EXERCISE OBJECTIVE - Include in the output the line containing "Pass-network tagging: label the evo" and each subsequent line of the records, through the end, transcribed exactly. Add nothing else.
··· MATERIAL SUPPLIED
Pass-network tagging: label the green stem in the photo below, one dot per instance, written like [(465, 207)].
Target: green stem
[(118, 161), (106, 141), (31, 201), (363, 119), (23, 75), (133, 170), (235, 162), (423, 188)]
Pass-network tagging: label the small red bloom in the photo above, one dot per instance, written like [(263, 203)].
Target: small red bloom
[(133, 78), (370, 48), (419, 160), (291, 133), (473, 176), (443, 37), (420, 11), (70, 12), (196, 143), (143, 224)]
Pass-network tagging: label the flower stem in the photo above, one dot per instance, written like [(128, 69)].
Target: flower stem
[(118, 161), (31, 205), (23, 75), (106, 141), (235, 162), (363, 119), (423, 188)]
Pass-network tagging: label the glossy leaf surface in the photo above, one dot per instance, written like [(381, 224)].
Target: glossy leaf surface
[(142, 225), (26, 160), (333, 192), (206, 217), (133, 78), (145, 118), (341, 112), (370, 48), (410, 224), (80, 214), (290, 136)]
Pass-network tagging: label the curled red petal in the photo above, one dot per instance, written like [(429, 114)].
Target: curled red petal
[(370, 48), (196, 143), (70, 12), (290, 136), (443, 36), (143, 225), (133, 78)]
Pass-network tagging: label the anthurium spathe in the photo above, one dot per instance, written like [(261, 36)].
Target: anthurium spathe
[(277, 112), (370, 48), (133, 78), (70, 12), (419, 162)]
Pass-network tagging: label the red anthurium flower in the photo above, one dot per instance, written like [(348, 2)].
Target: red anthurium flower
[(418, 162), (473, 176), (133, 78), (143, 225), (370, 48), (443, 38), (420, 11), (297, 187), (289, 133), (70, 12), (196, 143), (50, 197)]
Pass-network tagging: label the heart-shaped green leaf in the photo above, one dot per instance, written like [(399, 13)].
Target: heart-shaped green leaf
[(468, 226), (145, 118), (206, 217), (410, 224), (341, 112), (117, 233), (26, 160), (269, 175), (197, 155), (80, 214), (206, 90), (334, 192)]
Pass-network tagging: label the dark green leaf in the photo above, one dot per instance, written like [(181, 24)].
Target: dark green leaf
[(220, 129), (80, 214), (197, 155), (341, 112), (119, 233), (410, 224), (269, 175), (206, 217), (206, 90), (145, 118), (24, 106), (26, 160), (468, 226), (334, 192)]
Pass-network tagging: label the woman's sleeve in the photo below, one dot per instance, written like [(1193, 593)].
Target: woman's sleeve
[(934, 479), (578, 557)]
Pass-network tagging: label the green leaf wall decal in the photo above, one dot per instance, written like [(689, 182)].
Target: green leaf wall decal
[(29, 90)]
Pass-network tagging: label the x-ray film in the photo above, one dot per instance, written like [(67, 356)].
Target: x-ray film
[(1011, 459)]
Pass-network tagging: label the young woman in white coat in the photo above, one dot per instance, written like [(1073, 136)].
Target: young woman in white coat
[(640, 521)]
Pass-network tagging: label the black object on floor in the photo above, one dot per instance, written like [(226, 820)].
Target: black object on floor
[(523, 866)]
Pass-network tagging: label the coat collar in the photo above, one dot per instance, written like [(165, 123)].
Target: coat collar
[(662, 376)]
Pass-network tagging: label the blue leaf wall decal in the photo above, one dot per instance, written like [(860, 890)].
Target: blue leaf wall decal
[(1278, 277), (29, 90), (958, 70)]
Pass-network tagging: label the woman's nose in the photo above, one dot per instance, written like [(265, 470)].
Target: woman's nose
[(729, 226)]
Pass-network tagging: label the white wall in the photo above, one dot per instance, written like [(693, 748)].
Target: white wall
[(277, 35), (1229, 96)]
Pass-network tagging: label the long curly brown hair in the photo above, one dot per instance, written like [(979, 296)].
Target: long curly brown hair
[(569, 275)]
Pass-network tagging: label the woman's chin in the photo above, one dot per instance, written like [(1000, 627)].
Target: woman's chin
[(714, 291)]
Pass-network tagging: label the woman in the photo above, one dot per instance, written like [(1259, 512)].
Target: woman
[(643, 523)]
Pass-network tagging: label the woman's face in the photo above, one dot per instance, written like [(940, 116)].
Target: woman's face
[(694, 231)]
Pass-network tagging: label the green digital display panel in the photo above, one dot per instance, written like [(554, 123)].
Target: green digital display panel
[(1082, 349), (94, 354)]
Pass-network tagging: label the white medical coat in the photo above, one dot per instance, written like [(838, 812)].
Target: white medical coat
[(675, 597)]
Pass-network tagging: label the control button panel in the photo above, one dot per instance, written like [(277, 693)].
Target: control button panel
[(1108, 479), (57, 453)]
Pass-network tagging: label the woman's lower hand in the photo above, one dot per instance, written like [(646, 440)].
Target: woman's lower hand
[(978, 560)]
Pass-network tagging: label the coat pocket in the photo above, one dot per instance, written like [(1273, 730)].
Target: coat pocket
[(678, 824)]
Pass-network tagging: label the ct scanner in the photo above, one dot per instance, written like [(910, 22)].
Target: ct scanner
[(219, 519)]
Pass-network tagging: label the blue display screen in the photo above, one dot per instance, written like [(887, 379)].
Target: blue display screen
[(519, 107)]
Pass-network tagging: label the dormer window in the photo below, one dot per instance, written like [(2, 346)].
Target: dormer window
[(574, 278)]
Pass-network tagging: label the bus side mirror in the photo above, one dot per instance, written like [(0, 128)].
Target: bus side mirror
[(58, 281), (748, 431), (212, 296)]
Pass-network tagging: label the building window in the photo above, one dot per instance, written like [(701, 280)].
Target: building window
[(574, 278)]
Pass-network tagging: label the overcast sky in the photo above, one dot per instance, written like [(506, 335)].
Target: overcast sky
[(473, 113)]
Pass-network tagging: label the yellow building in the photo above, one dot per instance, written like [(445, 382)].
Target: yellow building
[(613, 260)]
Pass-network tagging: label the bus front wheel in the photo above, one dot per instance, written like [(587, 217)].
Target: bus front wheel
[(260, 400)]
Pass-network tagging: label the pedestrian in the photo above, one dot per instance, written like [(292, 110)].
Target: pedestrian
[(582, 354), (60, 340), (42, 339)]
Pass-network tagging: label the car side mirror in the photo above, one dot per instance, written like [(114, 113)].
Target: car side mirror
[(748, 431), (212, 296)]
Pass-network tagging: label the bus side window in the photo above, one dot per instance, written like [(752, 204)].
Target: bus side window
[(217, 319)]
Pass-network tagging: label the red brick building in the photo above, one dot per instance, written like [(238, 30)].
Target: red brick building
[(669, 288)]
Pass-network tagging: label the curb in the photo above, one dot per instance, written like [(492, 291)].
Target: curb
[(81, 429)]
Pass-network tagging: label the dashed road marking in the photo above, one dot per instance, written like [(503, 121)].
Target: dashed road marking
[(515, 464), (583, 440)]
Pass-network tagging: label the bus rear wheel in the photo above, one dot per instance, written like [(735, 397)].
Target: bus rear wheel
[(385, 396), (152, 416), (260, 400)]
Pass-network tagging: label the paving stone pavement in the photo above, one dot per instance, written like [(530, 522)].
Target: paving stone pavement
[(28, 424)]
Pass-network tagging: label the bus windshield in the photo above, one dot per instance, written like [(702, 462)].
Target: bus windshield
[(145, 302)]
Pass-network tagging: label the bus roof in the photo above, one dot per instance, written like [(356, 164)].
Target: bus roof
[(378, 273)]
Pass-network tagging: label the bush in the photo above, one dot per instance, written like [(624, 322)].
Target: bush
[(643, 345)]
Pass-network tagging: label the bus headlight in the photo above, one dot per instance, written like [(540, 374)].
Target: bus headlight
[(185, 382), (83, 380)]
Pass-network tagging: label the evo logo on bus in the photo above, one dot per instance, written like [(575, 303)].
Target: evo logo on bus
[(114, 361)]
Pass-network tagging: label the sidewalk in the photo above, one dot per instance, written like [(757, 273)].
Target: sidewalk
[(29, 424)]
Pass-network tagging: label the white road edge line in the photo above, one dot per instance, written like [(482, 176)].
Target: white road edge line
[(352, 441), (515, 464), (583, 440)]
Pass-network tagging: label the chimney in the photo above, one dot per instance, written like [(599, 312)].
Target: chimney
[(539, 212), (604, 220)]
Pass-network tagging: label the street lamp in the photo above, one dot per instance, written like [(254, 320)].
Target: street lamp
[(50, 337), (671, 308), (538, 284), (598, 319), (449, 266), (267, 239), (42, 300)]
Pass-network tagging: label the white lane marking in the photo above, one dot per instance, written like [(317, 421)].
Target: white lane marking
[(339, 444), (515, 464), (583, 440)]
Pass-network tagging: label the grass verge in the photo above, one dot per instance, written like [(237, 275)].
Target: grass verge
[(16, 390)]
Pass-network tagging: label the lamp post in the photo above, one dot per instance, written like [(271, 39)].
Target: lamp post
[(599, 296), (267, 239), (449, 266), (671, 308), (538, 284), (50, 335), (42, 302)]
······
EXPECTED ANSWER -
Pass-network tagging: label the evo logo on bus in the photo above, one dot per instance, written like [(575, 303)].
Target: evo logo on bus
[(114, 361)]
Pass-network tagging: label the sidewalk in the photo above, one dot per instance, written like [(757, 273)].
Target: sidewalk
[(29, 424)]
Pass-network tagging: label the white road edge line in the photo above, one dot per instance, written like [(482, 176)].
Target: white road edge line
[(352, 441), (515, 464), (583, 440)]
Pass-network tagging: label the chimney in the photo above, one dot per instance, written like [(599, 312)].
Target: chimney
[(539, 212), (604, 220)]
Pass-network tagging: label the street lamp in the photo above, one dot per instance, written like [(254, 320)].
Target: street lamp
[(50, 337), (671, 308), (538, 284), (598, 319), (449, 266), (267, 239), (42, 300)]
Pass-network tagging: label the white lane marking in the photo above, one dot per instance, written like [(317, 421)].
Target: white lane marking
[(339, 444), (515, 464), (583, 440)]
Pass-network tagging: label the grass verge in the photo above, one dot per instance, written like [(237, 275)].
Target: grass verge
[(16, 390)]
Pass-network tagging: label the lamp post in the photo above, one dot per instance, written like [(271, 39)].
Target: lamp post
[(599, 296), (267, 239), (449, 266), (671, 308), (538, 284), (50, 335), (42, 302)]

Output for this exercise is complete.